Libyan planes were circling overhead in Bin Jawad and Ras Lanuf, about 40 kilometres east.

One rebel said: "I want to give a message to America. See these planes? We want a no-fly zone," something Western powers have so far been unwilling to impose.

At funerals for those killed in Ras Lanuf, another man said "there will be rivers of blood... How long will the West hold back and do nothing? People are asking why the West is watching without doing anything."

French Foreign Minister Alain Juppe said today his country was seeking a UN Security Council resolution to impose a no-fly zone.

"We are working in New York with the British to get a UN Security Council resolution creating an air exclusion zone to avoid bombings," he said.

In Libya's west, loyalists rained tank shells and machine gun fire on Zawiyah, 60 kilometreswest of Tripoli, as they sought to retake the city from rebels, a Sky News correspondent there said.

Later, there were reports tanks manned by Gaddafi's forces had fired on houses when they launched a fresh assault on the strategic protest centre.

"At least seven people were killed in the offensive launched this morning by two battalions on the city, and there are dozens of wounded," a doctor in Zawiyah told AFP earlier.

"What happened this morning is horrible. The mercenaries opened fire on anyone who dared go outdoors, even on children," said the doctor, appealing for help.

Work to complete ->
1. List each person whose words the news report quotes directly, identifying each one as the report does.
2. According to the news report, who is France working with in New York to get a UN Security Council resolution?
3. Retype the news report from "Later, there were" up to and including "appealing for help.".
The entries below are separate material and have no connection to the news report.

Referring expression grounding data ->
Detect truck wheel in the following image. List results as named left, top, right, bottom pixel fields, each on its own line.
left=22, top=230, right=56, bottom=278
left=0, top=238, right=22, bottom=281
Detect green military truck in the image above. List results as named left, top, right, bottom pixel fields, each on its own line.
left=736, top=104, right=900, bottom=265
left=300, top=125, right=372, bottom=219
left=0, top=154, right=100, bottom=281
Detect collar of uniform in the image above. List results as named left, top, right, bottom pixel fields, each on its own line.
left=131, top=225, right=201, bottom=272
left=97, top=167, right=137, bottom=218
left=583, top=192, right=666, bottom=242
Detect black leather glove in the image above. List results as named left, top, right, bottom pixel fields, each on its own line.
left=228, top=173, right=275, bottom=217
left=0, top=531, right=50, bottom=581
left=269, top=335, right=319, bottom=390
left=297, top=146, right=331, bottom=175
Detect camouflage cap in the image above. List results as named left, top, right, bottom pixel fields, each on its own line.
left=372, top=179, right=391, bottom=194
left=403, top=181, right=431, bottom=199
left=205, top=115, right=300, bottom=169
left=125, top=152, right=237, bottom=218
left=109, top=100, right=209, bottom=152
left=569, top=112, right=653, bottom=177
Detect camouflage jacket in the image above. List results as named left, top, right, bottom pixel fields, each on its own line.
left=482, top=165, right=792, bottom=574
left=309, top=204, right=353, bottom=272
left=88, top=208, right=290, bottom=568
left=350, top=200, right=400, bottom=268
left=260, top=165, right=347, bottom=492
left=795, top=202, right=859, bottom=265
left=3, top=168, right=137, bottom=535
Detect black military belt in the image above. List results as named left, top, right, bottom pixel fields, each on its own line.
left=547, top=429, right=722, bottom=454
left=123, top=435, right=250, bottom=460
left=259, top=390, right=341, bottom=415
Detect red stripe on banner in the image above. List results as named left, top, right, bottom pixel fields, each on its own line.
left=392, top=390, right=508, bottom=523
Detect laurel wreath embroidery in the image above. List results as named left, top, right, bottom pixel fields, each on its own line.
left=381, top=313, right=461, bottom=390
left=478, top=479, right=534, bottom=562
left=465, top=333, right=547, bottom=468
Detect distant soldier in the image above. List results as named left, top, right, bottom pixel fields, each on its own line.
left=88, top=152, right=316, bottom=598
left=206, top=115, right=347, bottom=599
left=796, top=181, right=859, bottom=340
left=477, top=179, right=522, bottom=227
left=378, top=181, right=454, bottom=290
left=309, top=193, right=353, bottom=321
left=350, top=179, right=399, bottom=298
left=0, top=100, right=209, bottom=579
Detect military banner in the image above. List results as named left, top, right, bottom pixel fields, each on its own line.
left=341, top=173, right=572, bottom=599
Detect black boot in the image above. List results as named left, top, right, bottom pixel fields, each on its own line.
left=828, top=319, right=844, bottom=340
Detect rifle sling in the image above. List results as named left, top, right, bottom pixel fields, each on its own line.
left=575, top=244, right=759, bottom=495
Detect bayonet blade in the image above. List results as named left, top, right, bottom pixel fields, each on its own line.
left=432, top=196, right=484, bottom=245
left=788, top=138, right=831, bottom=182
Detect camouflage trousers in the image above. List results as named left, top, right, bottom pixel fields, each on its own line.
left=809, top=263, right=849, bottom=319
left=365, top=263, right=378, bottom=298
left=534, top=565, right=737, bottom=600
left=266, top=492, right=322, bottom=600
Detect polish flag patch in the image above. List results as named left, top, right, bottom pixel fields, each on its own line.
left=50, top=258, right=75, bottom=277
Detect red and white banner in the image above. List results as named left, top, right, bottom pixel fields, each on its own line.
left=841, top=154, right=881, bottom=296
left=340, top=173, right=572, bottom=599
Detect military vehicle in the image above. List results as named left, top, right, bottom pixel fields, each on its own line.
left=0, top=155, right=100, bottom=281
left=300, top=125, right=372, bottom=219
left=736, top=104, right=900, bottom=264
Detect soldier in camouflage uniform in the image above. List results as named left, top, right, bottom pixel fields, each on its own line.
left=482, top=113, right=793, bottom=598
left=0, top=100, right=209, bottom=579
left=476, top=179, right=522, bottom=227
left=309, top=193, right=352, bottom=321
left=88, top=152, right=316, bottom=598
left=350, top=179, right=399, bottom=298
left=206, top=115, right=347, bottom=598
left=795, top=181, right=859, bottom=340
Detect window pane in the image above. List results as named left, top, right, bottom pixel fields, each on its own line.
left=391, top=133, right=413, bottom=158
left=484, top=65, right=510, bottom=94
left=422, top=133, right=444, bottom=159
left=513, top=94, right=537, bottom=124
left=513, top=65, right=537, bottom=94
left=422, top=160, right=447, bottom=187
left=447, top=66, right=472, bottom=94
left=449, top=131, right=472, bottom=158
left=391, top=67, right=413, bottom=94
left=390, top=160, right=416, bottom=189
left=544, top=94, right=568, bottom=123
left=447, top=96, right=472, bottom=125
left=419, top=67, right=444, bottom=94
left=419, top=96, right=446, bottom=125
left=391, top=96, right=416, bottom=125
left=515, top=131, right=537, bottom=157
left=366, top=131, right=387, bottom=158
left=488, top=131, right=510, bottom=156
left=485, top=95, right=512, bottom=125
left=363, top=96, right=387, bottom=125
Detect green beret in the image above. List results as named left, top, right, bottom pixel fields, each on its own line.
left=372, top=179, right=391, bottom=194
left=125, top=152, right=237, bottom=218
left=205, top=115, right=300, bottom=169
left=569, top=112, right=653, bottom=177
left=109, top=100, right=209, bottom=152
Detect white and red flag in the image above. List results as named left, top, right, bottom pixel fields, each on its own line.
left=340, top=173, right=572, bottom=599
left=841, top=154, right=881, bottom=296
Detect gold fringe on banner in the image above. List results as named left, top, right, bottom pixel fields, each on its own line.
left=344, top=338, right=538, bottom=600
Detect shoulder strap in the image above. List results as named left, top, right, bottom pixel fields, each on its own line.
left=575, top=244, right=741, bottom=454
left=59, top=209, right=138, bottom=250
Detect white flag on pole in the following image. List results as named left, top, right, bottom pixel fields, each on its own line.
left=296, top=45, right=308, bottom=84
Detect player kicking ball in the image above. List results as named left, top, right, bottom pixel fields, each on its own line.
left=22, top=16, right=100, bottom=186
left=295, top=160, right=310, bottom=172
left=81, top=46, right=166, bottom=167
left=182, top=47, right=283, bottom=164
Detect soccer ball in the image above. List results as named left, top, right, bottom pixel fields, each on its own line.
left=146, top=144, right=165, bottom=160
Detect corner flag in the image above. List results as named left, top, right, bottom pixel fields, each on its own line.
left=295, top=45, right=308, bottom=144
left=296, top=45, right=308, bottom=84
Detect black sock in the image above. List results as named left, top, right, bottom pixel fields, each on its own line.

Results in order ->
1. One rebel; another man at funerals for those killed in Ras Lanuf; French Foreign Minister Alain Juppe; a doctor in Zawiyah.

2. The British.

3.
Later, there were reports tanks manned by Gaddafi's forces had fired on houses when they launched a fresh assault on the strategic protest centre.

"At least seven people were killed in the offensive launched this morning by two battalions on the city, and there are dozens of wounded," a doctor in Zawiyah told AFP earlier.

"What happened this morning is horrible. The mercenaries opened fire on anyone who dared go outdoors, even on children," said the doctor, appealing for help.